### AIM
Rewrite the stretch from the start of the items through the line containing "[0, 0, 95, 350]", requests included, and output only those lines, scaling each bounding-box coordinate in the answers by 0.5 and rounding to whole numbers with halves going up. Leave every number in the requests, including their sample coordinates, as it is.

### DATASET EXTRACT
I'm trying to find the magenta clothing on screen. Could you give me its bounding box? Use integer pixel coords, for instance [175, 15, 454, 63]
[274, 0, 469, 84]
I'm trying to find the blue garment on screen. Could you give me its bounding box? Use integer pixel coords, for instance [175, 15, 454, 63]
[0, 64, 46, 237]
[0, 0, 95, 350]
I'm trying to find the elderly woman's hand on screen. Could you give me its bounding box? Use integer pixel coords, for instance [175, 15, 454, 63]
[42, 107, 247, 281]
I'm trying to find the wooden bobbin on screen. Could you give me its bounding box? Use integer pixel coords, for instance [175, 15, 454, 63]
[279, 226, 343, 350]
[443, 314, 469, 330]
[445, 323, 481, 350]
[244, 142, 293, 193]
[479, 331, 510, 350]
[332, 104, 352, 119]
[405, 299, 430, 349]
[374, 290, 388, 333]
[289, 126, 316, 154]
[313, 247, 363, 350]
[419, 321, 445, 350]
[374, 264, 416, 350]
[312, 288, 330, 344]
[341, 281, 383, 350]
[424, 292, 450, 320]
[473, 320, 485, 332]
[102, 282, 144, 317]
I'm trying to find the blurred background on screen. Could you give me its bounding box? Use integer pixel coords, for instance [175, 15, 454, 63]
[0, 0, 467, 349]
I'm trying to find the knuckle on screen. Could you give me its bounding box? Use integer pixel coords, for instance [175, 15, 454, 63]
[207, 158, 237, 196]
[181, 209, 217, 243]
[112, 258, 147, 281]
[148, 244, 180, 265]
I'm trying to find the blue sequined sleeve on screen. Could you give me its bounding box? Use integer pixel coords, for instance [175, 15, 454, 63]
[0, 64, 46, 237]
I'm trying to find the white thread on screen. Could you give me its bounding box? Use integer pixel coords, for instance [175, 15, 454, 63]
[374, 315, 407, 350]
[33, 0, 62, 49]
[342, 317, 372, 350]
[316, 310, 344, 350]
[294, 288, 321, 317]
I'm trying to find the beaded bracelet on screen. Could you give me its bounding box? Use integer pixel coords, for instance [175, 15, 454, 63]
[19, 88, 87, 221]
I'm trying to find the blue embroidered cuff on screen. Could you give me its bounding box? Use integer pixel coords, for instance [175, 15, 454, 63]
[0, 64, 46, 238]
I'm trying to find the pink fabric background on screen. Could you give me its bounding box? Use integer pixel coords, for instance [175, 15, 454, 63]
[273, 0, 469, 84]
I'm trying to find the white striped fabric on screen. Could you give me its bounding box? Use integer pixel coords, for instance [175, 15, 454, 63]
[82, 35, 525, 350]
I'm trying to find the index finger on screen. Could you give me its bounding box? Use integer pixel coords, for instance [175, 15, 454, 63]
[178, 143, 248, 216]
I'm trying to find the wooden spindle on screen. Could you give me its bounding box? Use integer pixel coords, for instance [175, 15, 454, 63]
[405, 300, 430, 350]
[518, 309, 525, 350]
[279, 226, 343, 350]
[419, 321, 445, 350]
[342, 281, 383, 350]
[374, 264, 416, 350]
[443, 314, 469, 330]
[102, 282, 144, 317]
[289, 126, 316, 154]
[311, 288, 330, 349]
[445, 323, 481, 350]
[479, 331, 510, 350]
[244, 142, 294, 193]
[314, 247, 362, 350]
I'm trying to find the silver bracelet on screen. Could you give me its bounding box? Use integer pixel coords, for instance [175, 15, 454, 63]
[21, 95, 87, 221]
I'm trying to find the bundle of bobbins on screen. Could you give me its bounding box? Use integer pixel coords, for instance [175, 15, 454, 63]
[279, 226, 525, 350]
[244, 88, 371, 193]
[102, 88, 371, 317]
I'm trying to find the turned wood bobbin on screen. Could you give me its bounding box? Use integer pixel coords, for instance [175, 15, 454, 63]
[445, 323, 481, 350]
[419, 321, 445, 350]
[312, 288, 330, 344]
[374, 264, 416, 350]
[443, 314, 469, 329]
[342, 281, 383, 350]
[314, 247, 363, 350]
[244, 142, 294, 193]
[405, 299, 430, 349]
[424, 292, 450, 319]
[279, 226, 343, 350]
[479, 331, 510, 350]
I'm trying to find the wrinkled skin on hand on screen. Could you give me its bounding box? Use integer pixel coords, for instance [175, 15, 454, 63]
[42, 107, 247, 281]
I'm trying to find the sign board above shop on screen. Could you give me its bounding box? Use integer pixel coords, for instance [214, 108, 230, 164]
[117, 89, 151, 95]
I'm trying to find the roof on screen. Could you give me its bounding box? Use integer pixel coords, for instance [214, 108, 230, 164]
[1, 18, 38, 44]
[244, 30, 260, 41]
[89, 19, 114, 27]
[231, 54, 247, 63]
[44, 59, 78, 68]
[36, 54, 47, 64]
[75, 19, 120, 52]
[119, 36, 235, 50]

### WRITTEN SOLUTION
I'm trying to find the magenta clothing on screen. Could you give me its bounding box? Use integer pixel coords, for instance [175, 15, 454, 63]
[137, 0, 235, 42]
I'm trying to find the blue garment on screen. Could you give me its bounding box? Use integer pixel coords, for instance [175, 15, 454, 63]
[0, 32, 23, 119]
[0, 0, 48, 175]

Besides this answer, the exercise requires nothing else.